Task description: Report every line of the records that contains the string "reindeer", copying each such line in full.

>> BEGIN Items

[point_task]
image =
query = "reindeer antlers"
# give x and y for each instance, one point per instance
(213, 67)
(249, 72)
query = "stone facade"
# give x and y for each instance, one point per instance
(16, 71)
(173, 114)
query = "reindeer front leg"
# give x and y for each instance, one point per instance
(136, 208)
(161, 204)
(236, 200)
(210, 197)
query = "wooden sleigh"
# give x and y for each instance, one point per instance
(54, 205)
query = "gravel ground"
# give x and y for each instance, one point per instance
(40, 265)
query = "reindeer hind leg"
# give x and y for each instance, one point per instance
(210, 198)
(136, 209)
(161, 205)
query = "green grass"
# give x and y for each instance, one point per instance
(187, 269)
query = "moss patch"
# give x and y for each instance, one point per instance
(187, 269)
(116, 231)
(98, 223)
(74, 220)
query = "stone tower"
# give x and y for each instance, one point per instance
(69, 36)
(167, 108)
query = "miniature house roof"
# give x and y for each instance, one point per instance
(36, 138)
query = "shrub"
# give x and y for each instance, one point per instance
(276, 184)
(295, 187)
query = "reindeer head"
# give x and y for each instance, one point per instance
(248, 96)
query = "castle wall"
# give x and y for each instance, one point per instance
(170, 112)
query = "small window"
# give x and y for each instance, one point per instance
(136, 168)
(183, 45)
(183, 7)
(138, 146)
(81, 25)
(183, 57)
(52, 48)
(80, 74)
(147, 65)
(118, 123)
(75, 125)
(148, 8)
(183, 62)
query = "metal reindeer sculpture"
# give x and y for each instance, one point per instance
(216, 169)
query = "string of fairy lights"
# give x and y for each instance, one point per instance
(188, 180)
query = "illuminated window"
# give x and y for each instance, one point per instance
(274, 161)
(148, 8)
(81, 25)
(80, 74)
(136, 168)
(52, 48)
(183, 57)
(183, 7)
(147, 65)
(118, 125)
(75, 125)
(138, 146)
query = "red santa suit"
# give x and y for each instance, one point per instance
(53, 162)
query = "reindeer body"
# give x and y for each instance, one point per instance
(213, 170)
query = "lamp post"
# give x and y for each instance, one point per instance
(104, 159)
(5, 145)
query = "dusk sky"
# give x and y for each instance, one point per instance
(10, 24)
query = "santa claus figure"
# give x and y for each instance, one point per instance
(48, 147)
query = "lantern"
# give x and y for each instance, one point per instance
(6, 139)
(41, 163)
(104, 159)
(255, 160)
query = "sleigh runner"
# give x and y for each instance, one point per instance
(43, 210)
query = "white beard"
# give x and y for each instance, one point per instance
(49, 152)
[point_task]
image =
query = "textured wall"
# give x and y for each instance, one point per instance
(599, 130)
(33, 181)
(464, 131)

>> END Items

The response:
query = "reindeer antlers"
query = "reindeer front leg"
query = "reindeer hind leg"
query = "reindeer head"
query = "metal reindeer sculpture"
query = "reindeer body"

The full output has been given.